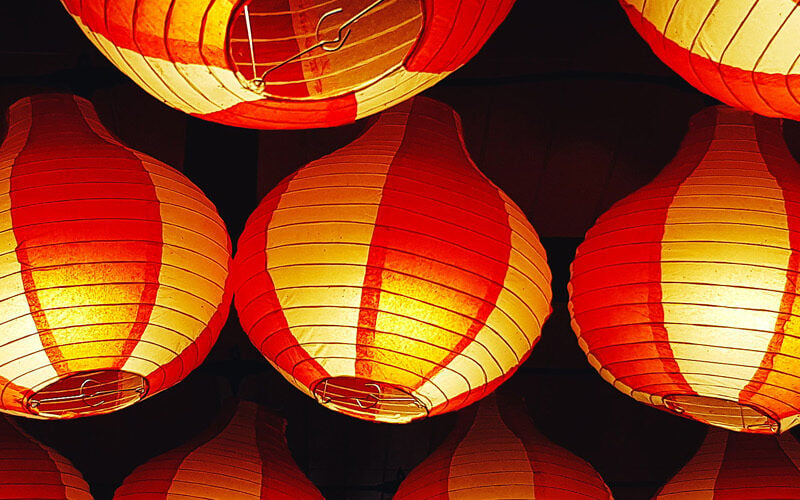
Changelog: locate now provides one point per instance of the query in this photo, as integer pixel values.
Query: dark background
(565, 108)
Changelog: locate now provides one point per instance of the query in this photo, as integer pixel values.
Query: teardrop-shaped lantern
(683, 294)
(746, 53)
(391, 279)
(112, 271)
(29, 469)
(242, 456)
(495, 451)
(735, 466)
(288, 64)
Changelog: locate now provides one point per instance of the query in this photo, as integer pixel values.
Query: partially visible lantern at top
(112, 270)
(746, 53)
(287, 64)
(391, 279)
(684, 294)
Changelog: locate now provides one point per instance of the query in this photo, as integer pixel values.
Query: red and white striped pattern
(735, 466)
(683, 294)
(113, 266)
(197, 57)
(243, 456)
(496, 452)
(745, 53)
(393, 269)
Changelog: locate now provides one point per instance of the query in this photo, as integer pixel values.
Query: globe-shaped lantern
(287, 64)
(684, 294)
(746, 53)
(242, 456)
(112, 271)
(495, 451)
(391, 279)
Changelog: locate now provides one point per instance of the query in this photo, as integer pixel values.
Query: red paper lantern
(242, 456)
(287, 64)
(496, 452)
(745, 53)
(113, 268)
(29, 469)
(734, 466)
(683, 295)
(391, 279)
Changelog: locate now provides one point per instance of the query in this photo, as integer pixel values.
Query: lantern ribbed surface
(738, 466)
(496, 452)
(392, 279)
(683, 294)
(29, 469)
(745, 53)
(113, 267)
(287, 63)
(242, 456)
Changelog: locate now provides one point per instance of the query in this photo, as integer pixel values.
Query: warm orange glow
(114, 269)
(745, 53)
(496, 452)
(247, 460)
(684, 294)
(287, 63)
(391, 279)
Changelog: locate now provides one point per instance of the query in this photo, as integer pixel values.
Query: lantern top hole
(325, 50)
(88, 393)
(360, 397)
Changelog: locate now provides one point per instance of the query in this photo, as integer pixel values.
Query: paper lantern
(289, 63)
(738, 466)
(391, 280)
(243, 455)
(745, 53)
(112, 271)
(496, 452)
(29, 469)
(683, 295)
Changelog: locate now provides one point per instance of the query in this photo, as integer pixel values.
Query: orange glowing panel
(242, 456)
(29, 469)
(683, 294)
(745, 53)
(113, 268)
(495, 451)
(391, 279)
(287, 63)
(734, 466)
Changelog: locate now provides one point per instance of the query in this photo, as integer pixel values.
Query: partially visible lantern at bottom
(684, 294)
(391, 279)
(113, 266)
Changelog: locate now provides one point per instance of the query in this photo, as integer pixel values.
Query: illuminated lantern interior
(745, 53)
(242, 456)
(496, 452)
(738, 466)
(113, 270)
(391, 279)
(287, 64)
(683, 294)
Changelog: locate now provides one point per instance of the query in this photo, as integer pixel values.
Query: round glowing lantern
(683, 294)
(735, 466)
(745, 53)
(113, 268)
(243, 455)
(391, 279)
(287, 64)
(29, 469)
(495, 451)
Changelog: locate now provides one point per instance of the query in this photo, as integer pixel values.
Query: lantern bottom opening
(723, 413)
(88, 393)
(369, 399)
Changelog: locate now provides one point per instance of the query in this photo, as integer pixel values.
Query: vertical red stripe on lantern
(58, 226)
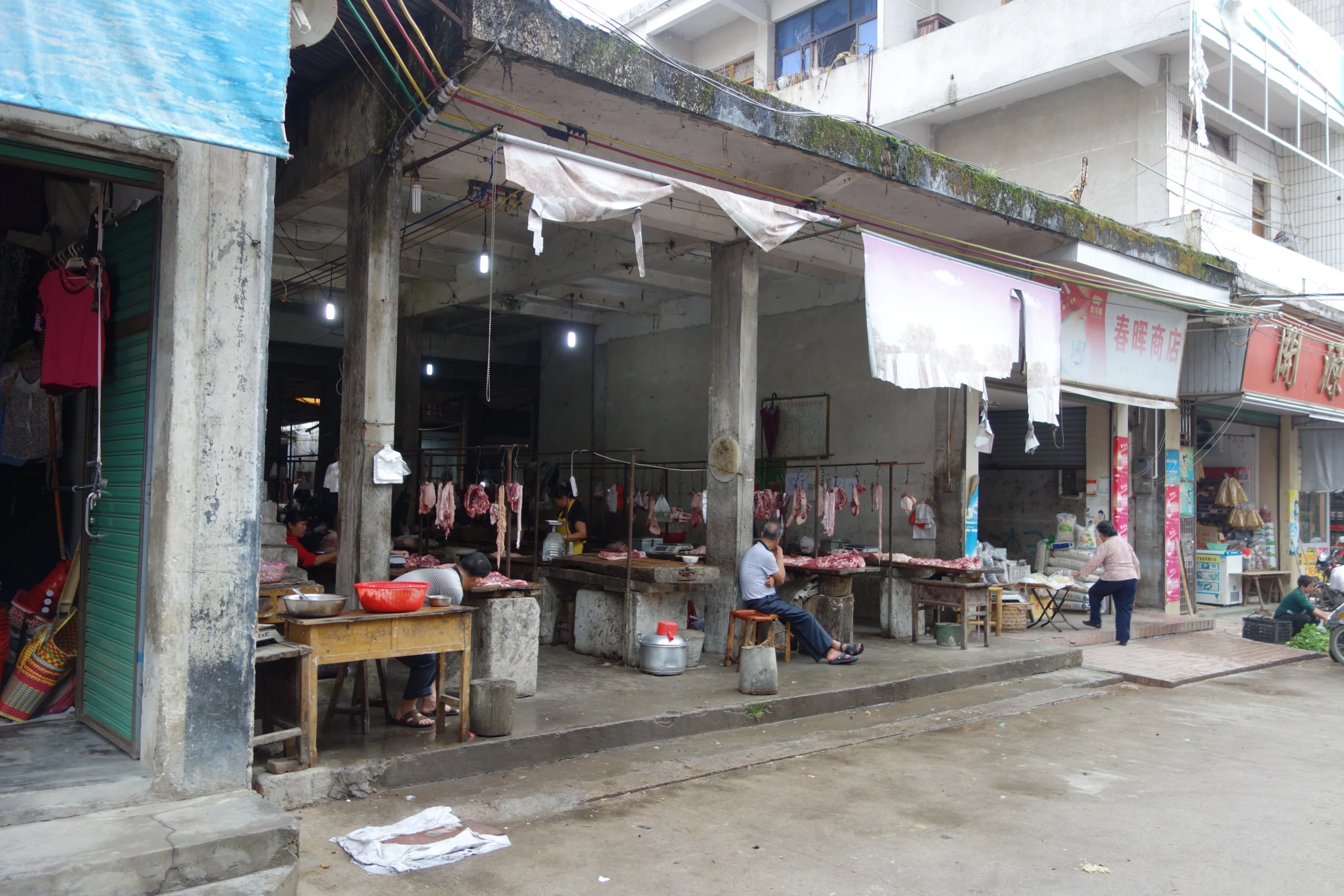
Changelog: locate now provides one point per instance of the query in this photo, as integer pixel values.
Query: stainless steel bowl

# WHAT YOU ARE ASKED TO DO
Return the data word for word without its pictures.

# RESULT BELOW
Changelog: locate now provides one point per instance of the query in this photo, as integer pixel values.
Query: dark background
(565, 108)
Changelog: locate now provides one point per instance of the query in this photo, as integer pixel values.
Query: teardrop-shaped lantern
(683, 294)
(746, 53)
(391, 279)
(112, 271)
(29, 469)
(242, 456)
(495, 451)
(735, 466)
(288, 64)
Changelog: locate now provides one point per instance of the query in this photo, as integer pixel values.
Query: partially visible lantern at top
(112, 270)
(746, 53)
(287, 64)
(391, 279)
(684, 294)
Changelog: locate now provides one point per instance of the query in this photo, as integer pixel values.
Query: red and white striped pattern
(735, 466)
(683, 294)
(113, 266)
(197, 57)
(243, 456)
(496, 452)
(745, 53)
(393, 269)
Changelog: locate now provides one point per instance of the query in this photo, as integer pixel values.
Query: globe-shaped lantern
(287, 64)
(684, 294)
(746, 53)
(242, 456)
(112, 271)
(495, 451)
(391, 279)
Changelog: locate now provides one point per instance of the query in this photo, as integer pixel values.
Query: red paper lantern
(242, 456)
(287, 64)
(496, 452)
(745, 53)
(113, 268)
(29, 469)
(734, 466)
(683, 295)
(391, 279)
Changelog: locate now provides one point per instance of the query in this photo, as integer pixel values.
Query: lantern ribbed surface
(738, 466)
(496, 452)
(392, 279)
(683, 294)
(29, 469)
(745, 53)
(113, 267)
(287, 63)
(242, 456)
Changelog: locate now provides one point per instance of the query in this photo, as integer pixel values.
Query: warm orange glow
(114, 269)
(745, 53)
(496, 452)
(247, 460)
(684, 294)
(287, 63)
(391, 279)
Changelog: locate now provides one point per instance of the query in this photo, as integer pixel values.
Query: lantern top hole
(325, 50)
(88, 393)
(360, 397)
Changelog: locate now provides one point per instance of the query in this photo, as integer pixel values.
Query: paper lantern
(289, 63)
(738, 466)
(391, 280)
(243, 455)
(745, 53)
(112, 271)
(496, 452)
(29, 469)
(683, 295)
Changelog: locate now provides one point per instance of the query in this photo, as integer pixel values.
Query: orange glowing panel
(242, 456)
(29, 469)
(683, 294)
(745, 53)
(113, 268)
(495, 451)
(391, 279)
(287, 63)
(734, 466)
Changelog: locate now provides one point per instance of the query in this photo, as integer pixel values.
Query: partially visible lantern at bottom
(684, 294)
(391, 279)
(113, 266)
Changelog: locate now provides one point per instance of the query in this photo, as integer pixel values.
Query: illuminated lantern interior
(745, 53)
(242, 456)
(496, 452)
(738, 466)
(113, 270)
(391, 279)
(287, 64)
(683, 294)
Changelog: locate now provides one point per instance of the query in this photo, as integer pixel values.
Query: round glowing lantern
(683, 294)
(735, 466)
(745, 53)
(113, 268)
(243, 455)
(391, 279)
(287, 64)
(29, 469)
(495, 451)
Changelog: locate now provides one point per instance of the query in this photo, as integer pixel values.
Query: lantern bottom opening
(723, 413)
(88, 393)
(369, 399)
Changelog: locate now provides one point per instance of the query in this photo, as integer pixel values.
Query: vertical red stripe on lantern
(58, 226)
Changelog: locate now provides one point per instance of the query in this photo, as integer pixel values.
Query: stainless steel bowl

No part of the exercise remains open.